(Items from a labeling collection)
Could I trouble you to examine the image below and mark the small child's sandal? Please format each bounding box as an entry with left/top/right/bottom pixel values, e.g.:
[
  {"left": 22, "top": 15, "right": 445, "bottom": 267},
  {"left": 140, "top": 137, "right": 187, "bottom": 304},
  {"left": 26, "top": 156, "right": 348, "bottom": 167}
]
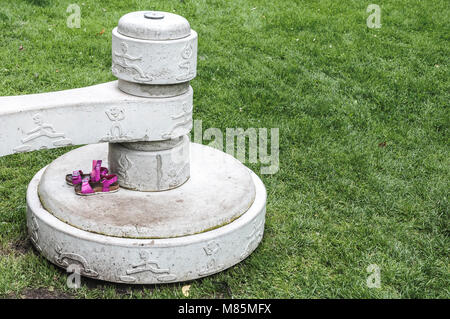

● TASK TO COMPLETE
Reproduce the text of the items above word for word, leaving out the pictures.

● OUTPUT BELOW
Could I trouble you to examine the image below and mark the small child's sandal? Please format each bounding box as an entry with left/top/right/bottom pixel values, e.g.:
[
  {"left": 22, "top": 15, "right": 445, "bottom": 267},
  {"left": 140, "top": 137, "right": 187, "bottom": 304},
  {"left": 26, "top": 156, "right": 348, "bottom": 167}
]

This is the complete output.